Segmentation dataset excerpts
◆ ◆ ◆
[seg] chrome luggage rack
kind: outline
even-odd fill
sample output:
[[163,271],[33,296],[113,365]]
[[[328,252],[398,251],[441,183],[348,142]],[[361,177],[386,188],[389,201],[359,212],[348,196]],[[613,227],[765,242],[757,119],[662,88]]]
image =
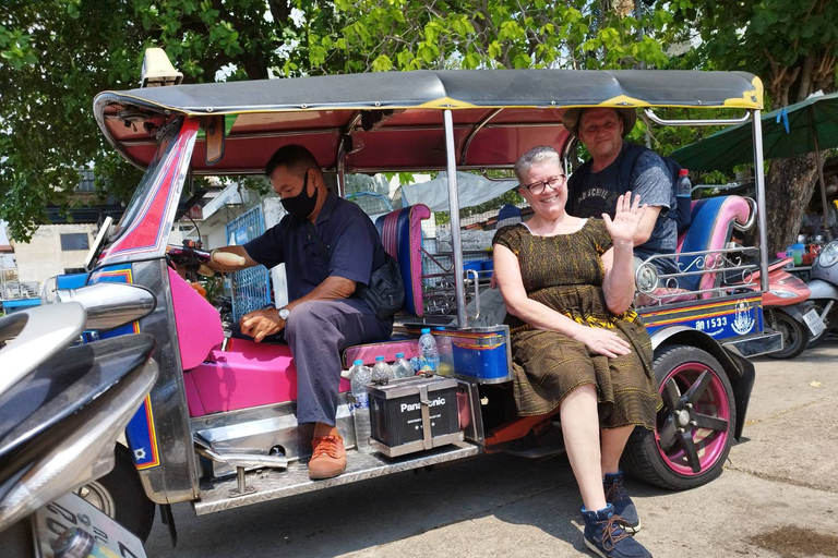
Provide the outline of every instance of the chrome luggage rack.
[[[759,250],[731,246],[706,252],[661,254],[647,258],[635,271],[635,306],[661,306],[687,300],[710,299],[747,291],[759,292],[754,274],[759,270]],[[685,263],[684,260],[689,263]],[[669,260],[677,274],[660,274],[655,262]],[[753,262],[753,263],[749,263]],[[716,274],[709,289],[683,288],[685,278]],[[734,279],[739,276],[738,280]],[[691,281],[692,282],[692,281]],[[701,284],[701,279],[698,279]]]
[[[454,258],[451,252],[430,253],[422,250],[423,270],[432,272],[422,272],[422,298],[424,300],[426,316],[456,316],[457,296],[454,282]],[[464,251],[465,257],[491,256],[490,252]],[[465,264],[478,262],[477,259],[467,260]],[[491,269],[466,269],[465,287],[466,303],[476,301],[475,313],[469,314],[469,319],[476,319],[480,315],[480,289],[489,287],[492,278]]]

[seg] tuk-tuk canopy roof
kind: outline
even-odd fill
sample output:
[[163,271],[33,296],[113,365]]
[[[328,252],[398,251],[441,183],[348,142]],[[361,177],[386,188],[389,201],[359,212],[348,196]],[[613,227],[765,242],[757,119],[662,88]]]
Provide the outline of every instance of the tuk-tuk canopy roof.
[[[838,93],[811,97],[763,114],[763,157],[776,159],[838,147]],[[730,126],[672,153],[682,167],[729,170],[754,162],[750,123]]]
[[762,83],[744,72],[448,70],[105,92],[94,112],[108,141],[141,168],[169,116],[224,114],[224,157],[207,165],[199,137],[199,174],[261,172],[291,143],[326,169],[343,145],[347,172],[376,172],[444,169],[444,109],[453,109],[459,168],[492,168],[537,145],[561,148],[570,107],[759,109],[762,99]]

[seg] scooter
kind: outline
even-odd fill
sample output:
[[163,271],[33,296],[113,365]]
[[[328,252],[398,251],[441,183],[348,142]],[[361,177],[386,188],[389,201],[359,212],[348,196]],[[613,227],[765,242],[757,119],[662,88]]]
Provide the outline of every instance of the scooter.
[[[786,270],[792,259],[777,258],[768,264],[768,291],[763,293],[763,312],[768,326],[782,333],[782,349],[768,353],[771,359],[793,359],[809,345],[812,331],[806,326],[804,315],[809,312],[810,290],[800,278]],[[747,281],[745,281],[745,279]],[[730,274],[725,283],[734,286],[742,282],[756,282],[759,271],[747,278],[743,274]]]
[[147,335],[75,343],[80,303],[0,319],[0,548],[8,558],[145,558],[140,538],[74,490],[107,474],[157,380]]
[[826,336],[838,330],[838,240],[824,246],[809,271],[806,287],[812,310],[804,315],[812,328],[809,347],[821,343]]

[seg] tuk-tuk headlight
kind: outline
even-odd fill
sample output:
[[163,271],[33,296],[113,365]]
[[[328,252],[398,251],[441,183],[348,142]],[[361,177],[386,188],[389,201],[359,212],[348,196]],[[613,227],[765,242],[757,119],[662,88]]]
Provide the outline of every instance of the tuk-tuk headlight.
[[58,298],[58,277],[52,276],[44,281],[40,288],[40,304],[57,304],[61,302]]
[[643,263],[635,271],[634,280],[638,291],[649,294],[658,287],[658,269],[649,263]]
[[838,262],[838,240],[834,240],[821,251],[821,255],[817,256],[817,265],[821,267],[829,267]]

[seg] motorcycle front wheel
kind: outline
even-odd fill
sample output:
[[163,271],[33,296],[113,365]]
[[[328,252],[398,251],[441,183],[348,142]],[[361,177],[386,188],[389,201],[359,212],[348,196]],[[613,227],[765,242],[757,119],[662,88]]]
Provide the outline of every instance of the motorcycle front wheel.
[[145,496],[131,450],[117,444],[115,458],[110,473],[85,484],[76,494],[145,543],[154,524],[154,502]]
[[780,308],[766,311],[766,320],[775,331],[782,333],[782,349],[768,353],[771,359],[793,359],[809,347],[811,333],[805,324],[802,324],[785,313]]
[[[814,303],[812,305],[812,310],[817,312],[818,316],[823,316],[824,315],[824,308],[826,307],[825,301],[812,301],[812,302]],[[817,347],[818,344],[821,344],[821,342],[824,339],[826,339],[826,336],[829,335],[829,330],[835,326],[835,317],[836,317],[836,312],[835,312],[835,310],[833,310],[833,311],[829,312],[829,315],[827,315],[827,316],[825,316],[823,318],[824,319],[824,326],[825,326],[824,330],[821,331],[816,336],[812,336],[809,339],[809,349],[813,349],[813,348]]]

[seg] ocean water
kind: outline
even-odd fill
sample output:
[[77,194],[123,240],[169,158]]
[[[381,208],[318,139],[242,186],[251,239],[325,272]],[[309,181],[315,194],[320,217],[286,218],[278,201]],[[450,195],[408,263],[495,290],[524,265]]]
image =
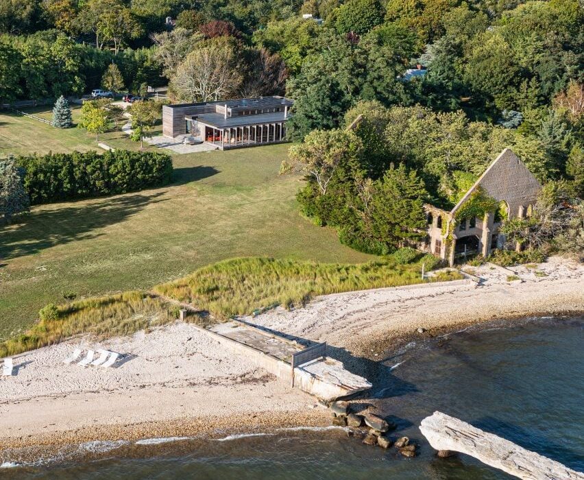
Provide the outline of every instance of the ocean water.
[[58,458],[0,467],[0,479],[433,479],[510,476],[465,455],[443,459],[417,429],[435,410],[584,471],[584,318],[544,317],[410,344],[365,367],[371,403],[419,445],[413,459],[340,428],[284,429],[216,440],[175,437],[71,446]]

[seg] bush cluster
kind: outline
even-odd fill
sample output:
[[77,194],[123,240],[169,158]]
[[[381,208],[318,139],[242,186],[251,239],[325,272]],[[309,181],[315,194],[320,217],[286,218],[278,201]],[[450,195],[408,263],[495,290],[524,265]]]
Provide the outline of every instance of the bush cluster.
[[522,252],[515,250],[495,250],[489,261],[502,267],[513,267],[524,263],[540,263],[545,259],[544,254],[535,248],[528,248]]
[[21,156],[25,189],[32,204],[125,193],[170,181],[166,154],[115,150]]

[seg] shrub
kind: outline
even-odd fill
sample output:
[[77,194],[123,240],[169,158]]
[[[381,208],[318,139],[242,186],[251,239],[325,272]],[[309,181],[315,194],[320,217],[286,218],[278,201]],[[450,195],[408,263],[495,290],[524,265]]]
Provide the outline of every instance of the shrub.
[[485,263],[485,257],[483,256],[480,254],[475,256],[474,259],[471,259],[469,260],[467,263],[470,265],[471,267],[480,267],[481,265]]
[[387,255],[391,251],[386,243],[374,239],[361,237],[358,232],[351,228],[341,228],[339,231],[339,240],[343,245],[358,252],[374,255]]
[[461,280],[464,277],[456,270],[448,269],[439,272],[434,278],[437,282],[450,282],[453,280]]
[[522,252],[515,250],[495,250],[489,260],[502,267],[512,267],[524,263],[539,263],[544,261],[544,256],[539,250],[530,248]]
[[49,303],[40,309],[38,316],[42,322],[58,320],[59,320],[59,309],[54,303]]
[[[28,331],[0,342],[0,358],[82,333],[101,338],[129,335],[174,321],[175,308],[142,292],[127,291],[65,305],[49,304],[40,316],[40,322]],[[195,317],[192,320],[196,321]]]
[[427,253],[422,256],[418,261],[419,265],[424,263],[424,268],[426,272],[433,270],[436,268],[442,261],[437,256],[433,255],[431,253]]
[[411,263],[414,260],[422,256],[422,254],[415,248],[404,247],[396,250],[390,256],[398,265]]
[[[428,262],[427,271],[438,261],[433,255],[423,259]],[[233,259],[158,285],[154,291],[207,310],[217,317],[228,318],[268,305],[290,308],[304,304],[317,295],[421,283],[424,280],[420,274],[419,262],[400,265],[391,256],[359,265]]]
[[25,189],[31,203],[125,193],[170,181],[172,159],[166,154],[116,150],[21,156]]

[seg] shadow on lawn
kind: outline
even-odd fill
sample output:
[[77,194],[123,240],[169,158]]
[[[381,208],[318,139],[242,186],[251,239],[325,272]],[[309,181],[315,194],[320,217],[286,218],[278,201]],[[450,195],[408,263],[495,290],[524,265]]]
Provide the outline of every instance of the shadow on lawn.
[[0,259],[8,260],[37,253],[56,245],[87,240],[101,234],[93,230],[123,221],[162,195],[129,195],[97,202],[51,210],[36,210],[24,221],[0,228]]
[[171,184],[184,185],[186,183],[212,177],[219,172],[220,171],[215,167],[206,167],[204,165],[175,168],[173,172]]

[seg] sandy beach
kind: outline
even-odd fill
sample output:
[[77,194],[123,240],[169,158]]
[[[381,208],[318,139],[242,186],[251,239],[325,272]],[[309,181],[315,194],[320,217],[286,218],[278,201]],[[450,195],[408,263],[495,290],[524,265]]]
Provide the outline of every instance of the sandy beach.
[[[552,257],[537,268],[485,264],[465,270],[478,283],[467,280],[328,295],[304,308],[277,308],[246,320],[378,360],[388,349],[413,339],[481,322],[584,311],[584,265],[572,261]],[[513,276],[519,280],[507,280]],[[423,333],[417,332],[419,328]]]
[[[302,308],[277,308],[246,320],[326,341],[350,358],[381,360],[411,338],[471,324],[584,311],[583,265],[552,258],[537,269],[487,264],[472,270],[478,283],[467,280],[330,295]],[[512,275],[520,280],[508,281]],[[424,331],[418,333],[419,328]],[[128,357],[110,369],[64,364],[77,347],[105,348]],[[226,352],[188,324],[101,342],[73,339],[19,355],[14,363],[16,375],[0,379],[0,451],[330,421],[315,398]],[[6,459],[0,452],[0,461]]]
[[[115,368],[64,364],[76,347],[130,356]],[[0,450],[323,424],[311,396],[189,324],[99,344],[76,339],[14,363],[16,376],[0,379]]]

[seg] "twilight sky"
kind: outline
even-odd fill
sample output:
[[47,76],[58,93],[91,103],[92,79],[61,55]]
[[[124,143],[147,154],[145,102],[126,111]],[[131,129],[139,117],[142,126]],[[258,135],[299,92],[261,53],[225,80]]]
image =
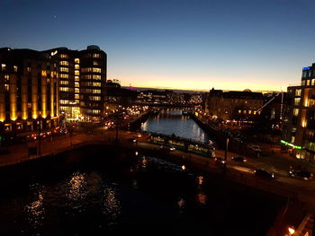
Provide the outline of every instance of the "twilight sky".
[[0,0],[0,48],[107,53],[122,85],[276,90],[315,62],[314,0]]

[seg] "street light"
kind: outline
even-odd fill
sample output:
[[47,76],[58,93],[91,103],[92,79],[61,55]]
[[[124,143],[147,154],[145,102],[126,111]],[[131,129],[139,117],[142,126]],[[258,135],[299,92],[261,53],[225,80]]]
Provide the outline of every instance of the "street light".
[[293,235],[294,232],[295,232],[295,230],[294,230],[293,227],[289,227],[289,228],[288,228],[288,231],[289,231],[289,235],[290,235],[290,236],[291,236],[291,235]]

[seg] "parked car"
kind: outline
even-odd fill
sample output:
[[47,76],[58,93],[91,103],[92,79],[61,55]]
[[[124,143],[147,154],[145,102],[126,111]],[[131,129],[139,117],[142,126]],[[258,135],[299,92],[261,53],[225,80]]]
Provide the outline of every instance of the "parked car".
[[253,149],[255,152],[261,152],[261,149],[258,145],[251,145],[251,149]]
[[137,138],[134,138],[134,137],[129,138],[128,141],[129,141],[130,143],[132,143],[132,144],[138,144]]
[[266,170],[262,170],[262,169],[256,169],[254,170],[254,174],[256,176],[259,176],[259,177],[264,177],[264,178],[270,178],[273,179],[274,178],[274,174],[272,172],[269,172]]
[[226,160],[224,160],[223,157],[216,157],[214,158],[214,162],[217,164],[217,165],[220,165],[220,166],[222,166],[226,163]]
[[290,170],[289,175],[295,178],[304,179],[305,180],[310,179],[313,178],[313,174],[308,171],[304,171],[302,170]]
[[234,162],[248,162],[248,159],[242,156],[232,156],[231,159]]
[[164,150],[167,150],[167,151],[175,151],[176,148],[174,146],[172,146],[171,144],[162,144],[160,145],[160,148],[161,149],[164,149]]

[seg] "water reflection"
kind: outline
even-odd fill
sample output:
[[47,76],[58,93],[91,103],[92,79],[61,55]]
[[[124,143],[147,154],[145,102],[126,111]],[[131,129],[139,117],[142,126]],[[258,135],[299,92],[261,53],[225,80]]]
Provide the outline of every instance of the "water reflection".
[[39,183],[35,183],[30,186],[31,190],[33,192],[33,197],[32,201],[24,207],[27,214],[27,222],[31,227],[37,229],[42,225],[45,218],[45,208],[43,205],[43,193],[44,187]]
[[114,226],[119,223],[122,214],[122,205],[118,198],[117,189],[113,187],[106,186],[104,191],[104,214],[107,217],[108,225]]
[[147,132],[175,134],[206,144],[210,140],[208,135],[193,119],[182,115],[182,110],[164,110],[158,116],[148,119],[141,128]]
[[[78,212],[84,210],[84,199],[87,195],[86,180],[85,174],[75,172],[72,174],[68,183],[68,191],[66,192],[66,197],[69,200],[68,205]],[[73,213],[75,214],[75,213]]]

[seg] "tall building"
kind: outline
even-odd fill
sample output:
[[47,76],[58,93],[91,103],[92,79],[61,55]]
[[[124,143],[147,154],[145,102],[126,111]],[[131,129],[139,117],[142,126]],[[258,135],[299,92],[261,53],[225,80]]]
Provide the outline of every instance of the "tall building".
[[100,120],[104,115],[107,55],[98,46],[86,50],[48,50],[58,61],[60,111],[68,119]]
[[315,64],[302,69],[301,84],[289,86],[284,105],[282,143],[296,158],[314,162]]
[[223,120],[256,119],[263,104],[263,93],[249,90],[222,92],[212,89],[208,98],[209,112]]
[[58,126],[57,64],[44,52],[0,48],[0,134]]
◆ ◆ ◆
→ Task to complete: Quote the records from their start through the line containing "Provide the outline of every instance of the chrome", including that line. Leave the pictures out.

→ The completed task:
[seg] chrome luggage rack
kind: outline
even-odd fill
sample output:
[[163,271],[33,296],[113,365]]
[[[328,252],[398,251],[441,183],[348,142]],[[361,177],[386,188],[389,201],[359,212],[348,196]],[[613,227],[765,242],[757,119],[662,88]]]
image =
Provide the outline of every instance of the chrome luggage rack.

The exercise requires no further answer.